Text:
Spherical Harmonics: Arriving at Equation

[davidge]

How does one arrive at the equation

$$\bigg( (1-z^2) \frac{d^2}{dz^2} - 2z \frac{d}{dz} + l(l+1) - \frac{m^2}{1-z^2} \bigg) P(z) = 0$$
Solving this equation for $P(z)$ is one step in deriving the spherical harmonics "$Y^{m}{}_{l}(\theta, \phi)$".

The problem is that the book I'm following doesn't show how to arrive at the above equation. It shows how to arrive at it only for the special case $m=0$.

I've tried googling "Associate Legendre's equation" and "Legendre's general equation derivation" but it seems there's no such derivation on web.

 

[blue_leaf77]

Are you trying to solve the hydrogen atom eigenfunction?
As a matter of fact, that differential equation is the defining equation for the associated Legendre polynomial. Therefore, unless you encounter it in a different context, there is no way to derive it. It is simply defined such that the associated Legendre polynomial is the solution of that equation.

 

[vanhees71]

The standard way to derive the equation is to apply the separation ansatz
$$\psi(r,\vartheta,\varphi)=R(r) \Theta(\vartheta) \Phi(\varphi)$$
for the eigenfunctions of the Laplacian in spherical coordinates.
$$\Delta \psi=\frac{1}{r} \partial_r^2 (r \psi) + \frac{1}{r^2 \sin \vartheta} \partial_{\vartheta}(\sin \vartheta \partial_{\vartheta} \psi) + \frac{1}{r^2 \sin^2 \vartheta} \partial_{\varphi}^2 \psi.$$

 

[davidge]

Are you trying to solve the hydrogen atom eigenfunction?

I'm trying to derive the spherical harmonics functions, often denoted by $Y^{m}{}_{l}(\theta, \phi)$. It's part of the hydrogen atom problem.

As a matter of fact, that differential equation is the defining equation for the associated Legendre polynomial. Therefore, unless you encounter it in a different context, there is no way to derive it. It is simply defined such that the associated Legendre polynomial is the solution of that equation.

Maybe I should have put my question in the following way

The book I'm reading shows how to arrive at the equation $$\bigg( (1-z^2) \frac{d^2}{dz^2} - 2z \frac{d}{dz} + A - \frac{m^2}{1-z^2} \bigg) P(z) = 0$$
where one needs to find what $A$ is. The book shows how to find $A$ for the case $m=0$; it's $A = l(l+1)$. Then it states that $A = l(l+1)$ even for $m \neq 0$, but does not proves that, as it proves for the former case.

@vanhees71 By doing this way, can one show that $A = l(l+1)$ is the correct term?

 

[PeterDonis]

the book I'm following

Which book?

Task set:
#1 Copy the part of the spherical harmonics thread from "The problem is" up to and including "derivation on web.".
#2 In the spherical harmonics thread, what value does the book give for A in the case m = 0?

Record excerpts:
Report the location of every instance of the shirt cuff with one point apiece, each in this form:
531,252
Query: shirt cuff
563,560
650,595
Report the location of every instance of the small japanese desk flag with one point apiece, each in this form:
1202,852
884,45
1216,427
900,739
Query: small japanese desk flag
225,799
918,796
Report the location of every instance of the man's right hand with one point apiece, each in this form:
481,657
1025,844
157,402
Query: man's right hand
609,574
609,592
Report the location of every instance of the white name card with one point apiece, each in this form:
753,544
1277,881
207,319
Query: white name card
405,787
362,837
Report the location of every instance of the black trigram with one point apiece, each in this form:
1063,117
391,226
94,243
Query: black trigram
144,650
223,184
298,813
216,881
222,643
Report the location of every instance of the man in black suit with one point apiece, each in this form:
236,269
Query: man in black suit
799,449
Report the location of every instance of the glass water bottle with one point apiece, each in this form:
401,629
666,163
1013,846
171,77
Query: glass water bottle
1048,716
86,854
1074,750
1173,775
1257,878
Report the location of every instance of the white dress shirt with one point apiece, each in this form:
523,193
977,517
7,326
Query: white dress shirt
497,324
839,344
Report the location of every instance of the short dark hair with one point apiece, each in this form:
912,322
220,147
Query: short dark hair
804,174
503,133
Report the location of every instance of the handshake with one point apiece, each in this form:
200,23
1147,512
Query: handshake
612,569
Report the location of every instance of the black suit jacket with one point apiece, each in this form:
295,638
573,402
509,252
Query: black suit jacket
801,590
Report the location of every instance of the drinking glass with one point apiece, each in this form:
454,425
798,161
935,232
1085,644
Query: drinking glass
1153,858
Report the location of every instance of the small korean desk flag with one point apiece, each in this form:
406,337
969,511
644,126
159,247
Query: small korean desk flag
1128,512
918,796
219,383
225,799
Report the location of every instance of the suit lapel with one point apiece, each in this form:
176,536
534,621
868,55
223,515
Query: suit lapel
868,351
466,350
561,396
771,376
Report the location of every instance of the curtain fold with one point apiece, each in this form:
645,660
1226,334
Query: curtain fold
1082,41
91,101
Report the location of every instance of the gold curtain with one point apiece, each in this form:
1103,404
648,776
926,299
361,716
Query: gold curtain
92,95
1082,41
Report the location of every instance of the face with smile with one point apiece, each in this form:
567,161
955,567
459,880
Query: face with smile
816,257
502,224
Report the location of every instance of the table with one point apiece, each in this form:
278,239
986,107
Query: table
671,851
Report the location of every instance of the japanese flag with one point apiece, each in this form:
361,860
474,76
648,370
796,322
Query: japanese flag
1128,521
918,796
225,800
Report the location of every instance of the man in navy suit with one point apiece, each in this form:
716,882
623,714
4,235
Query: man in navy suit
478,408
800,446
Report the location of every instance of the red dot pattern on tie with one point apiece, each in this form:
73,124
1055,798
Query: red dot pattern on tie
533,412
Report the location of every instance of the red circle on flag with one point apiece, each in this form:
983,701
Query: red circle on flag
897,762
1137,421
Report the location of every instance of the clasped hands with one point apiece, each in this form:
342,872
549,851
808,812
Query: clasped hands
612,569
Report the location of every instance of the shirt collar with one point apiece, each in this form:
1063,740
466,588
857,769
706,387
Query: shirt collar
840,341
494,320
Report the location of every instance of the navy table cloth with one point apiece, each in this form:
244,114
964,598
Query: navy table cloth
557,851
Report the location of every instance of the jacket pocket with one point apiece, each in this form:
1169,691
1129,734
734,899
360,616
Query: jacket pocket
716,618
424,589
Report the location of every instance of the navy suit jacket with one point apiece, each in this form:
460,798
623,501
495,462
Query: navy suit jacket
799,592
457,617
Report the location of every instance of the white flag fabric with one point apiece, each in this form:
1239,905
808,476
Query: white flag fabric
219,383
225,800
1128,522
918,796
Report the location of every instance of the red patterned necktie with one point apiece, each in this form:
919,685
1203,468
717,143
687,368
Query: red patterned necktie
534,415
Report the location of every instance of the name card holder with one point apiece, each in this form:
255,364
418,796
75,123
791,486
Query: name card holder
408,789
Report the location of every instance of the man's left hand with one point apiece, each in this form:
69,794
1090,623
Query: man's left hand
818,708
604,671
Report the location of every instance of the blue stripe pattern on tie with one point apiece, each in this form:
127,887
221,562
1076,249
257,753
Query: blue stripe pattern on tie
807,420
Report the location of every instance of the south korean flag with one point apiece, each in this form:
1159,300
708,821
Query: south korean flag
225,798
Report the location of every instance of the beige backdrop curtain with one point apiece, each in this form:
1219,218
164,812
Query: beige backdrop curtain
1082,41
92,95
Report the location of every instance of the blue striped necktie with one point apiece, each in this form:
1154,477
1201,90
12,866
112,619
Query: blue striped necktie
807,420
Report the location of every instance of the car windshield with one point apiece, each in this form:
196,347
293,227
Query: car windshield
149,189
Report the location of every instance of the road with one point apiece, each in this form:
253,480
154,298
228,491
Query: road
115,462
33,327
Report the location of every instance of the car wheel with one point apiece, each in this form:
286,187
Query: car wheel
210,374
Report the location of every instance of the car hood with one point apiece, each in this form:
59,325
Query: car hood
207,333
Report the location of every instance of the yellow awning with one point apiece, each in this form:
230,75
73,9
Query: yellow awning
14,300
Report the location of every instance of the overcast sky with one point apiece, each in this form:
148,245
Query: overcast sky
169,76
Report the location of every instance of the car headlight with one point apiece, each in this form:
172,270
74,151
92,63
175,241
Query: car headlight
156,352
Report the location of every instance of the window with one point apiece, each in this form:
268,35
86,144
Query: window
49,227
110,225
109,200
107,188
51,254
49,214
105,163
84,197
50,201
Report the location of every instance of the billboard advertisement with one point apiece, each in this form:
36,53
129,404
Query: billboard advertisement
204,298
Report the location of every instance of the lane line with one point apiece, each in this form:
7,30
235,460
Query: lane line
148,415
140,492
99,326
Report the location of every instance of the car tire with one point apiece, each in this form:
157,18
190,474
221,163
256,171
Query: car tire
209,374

Results in order:
#1
The problem is that the book I'm following doesn't show how to arrive at the above equation. It shows how to arrive at it only for the special case $m=0$.

I've tried googling "Associate Legendre's equation" and "Legendre's general equation derivation" but it seems there's no such derivation on web.

#2 A = l(l+1)